Please rewrite the items below as a numbered list, leaving out any blank lines.

[Extracted data entries]
● ● ● ●
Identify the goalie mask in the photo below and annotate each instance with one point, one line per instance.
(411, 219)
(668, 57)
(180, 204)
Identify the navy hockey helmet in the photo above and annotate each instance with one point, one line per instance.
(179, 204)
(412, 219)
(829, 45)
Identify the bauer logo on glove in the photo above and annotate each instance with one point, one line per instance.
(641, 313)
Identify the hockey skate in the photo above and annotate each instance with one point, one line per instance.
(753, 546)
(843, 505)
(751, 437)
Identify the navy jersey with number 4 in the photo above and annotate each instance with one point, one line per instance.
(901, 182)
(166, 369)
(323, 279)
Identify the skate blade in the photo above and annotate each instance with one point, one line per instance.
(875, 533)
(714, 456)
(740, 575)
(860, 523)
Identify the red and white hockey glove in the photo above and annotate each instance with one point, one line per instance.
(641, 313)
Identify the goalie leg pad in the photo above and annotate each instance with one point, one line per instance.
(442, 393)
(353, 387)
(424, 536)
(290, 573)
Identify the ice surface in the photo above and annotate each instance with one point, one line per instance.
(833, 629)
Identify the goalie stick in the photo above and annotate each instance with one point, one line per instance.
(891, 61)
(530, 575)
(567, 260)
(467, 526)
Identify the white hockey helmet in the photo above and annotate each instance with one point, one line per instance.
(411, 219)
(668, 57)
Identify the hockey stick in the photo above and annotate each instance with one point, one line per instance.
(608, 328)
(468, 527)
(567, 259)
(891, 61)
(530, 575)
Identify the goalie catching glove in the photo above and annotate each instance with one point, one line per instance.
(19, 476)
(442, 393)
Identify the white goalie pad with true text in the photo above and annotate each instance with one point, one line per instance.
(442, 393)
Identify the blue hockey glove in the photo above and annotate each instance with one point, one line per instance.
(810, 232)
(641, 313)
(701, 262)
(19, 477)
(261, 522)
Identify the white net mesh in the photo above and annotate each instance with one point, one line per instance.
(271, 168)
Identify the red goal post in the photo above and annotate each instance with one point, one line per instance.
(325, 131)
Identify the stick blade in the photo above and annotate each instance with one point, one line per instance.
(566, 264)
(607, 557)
● ● ● ●
__RESULT OF THE EXERCISE__.
1. Identify the goalie mask in the photo below and annotate each instance with one point, one line per instance.
2. (411, 219)
3. (668, 57)
4. (180, 204)
5. Identify the navy hockey helmet in the photo above and annotate each instance with one point, one line per instance.
6. (179, 204)
7. (412, 219)
8. (829, 45)
9. Identify the bauer logo on glove in the photo above and annotate each instance with one point, one line per instance.
10. (641, 313)
11. Identify the hockey skate in the photo above and annotate each instance with one point, one line per instance.
12. (753, 546)
13. (843, 505)
14. (751, 437)
15. Identify the navy jersey with number 4 in the photo above and annotate each instance with one point, one line per instance.
16. (901, 182)
17. (166, 369)
18. (323, 279)
19. Identify the skate blade in the photo above and annotate each instance with one point, one line per instance.
20. (875, 533)
21. (714, 456)
22. (740, 575)
23. (860, 523)
24. Identify the red and white hockey glove in the photo above and annotate each instance with one point, one line per instance.
25. (641, 313)
26. Identify the goalie leg pad in the photo above and annotate each instance with one point, one line per instance.
27. (442, 393)
28. (353, 387)
29. (424, 536)
30. (290, 573)
31. Identify the ice surface in the photo above and annotate each instance with one point, one line per instance.
32. (833, 629)
33. Identify the goalie stick in the photo above and annotate each instance with one point, one line per instance.
34. (891, 61)
35. (530, 575)
36. (567, 260)
37. (467, 526)
38. Identify the white hockey helmet in the photo above and annotate each instance with one point, one line per instance.
39. (411, 219)
40. (668, 57)
41. Identify the hockey stick in the photo above and annotate each instance with one point, one line per instance.
42. (608, 328)
43. (468, 527)
44. (567, 259)
45. (891, 61)
46. (530, 575)
47. Identify the goalie catching glove in the photo above and annotate each instance with one point, one line per instance.
48. (19, 476)
49. (442, 393)
50. Identify the white goalie pad with true text in the photo above and annotate each instance with one point, one line per instance.
51. (442, 393)
52. Identify the blue hockey glove in the photo above and annotate each instance with one point, one line per instance.
53. (810, 232)
54. (641, 313)
55. (701, 262)
56. (19, 477)
57. (261, 522)
58. Identify the white net mesh in the photo above and annotate each instance with one point, one line per instance.
59. (271, 168)
60. Identify the red goal post in the photo above and annotate each instance with one point, one line per instance.
61. (325, 131)
62. Identify the stick blade in the photo above and annotate each instance with one point, one line per instance.
63. (566, 264)
64. (607, 557)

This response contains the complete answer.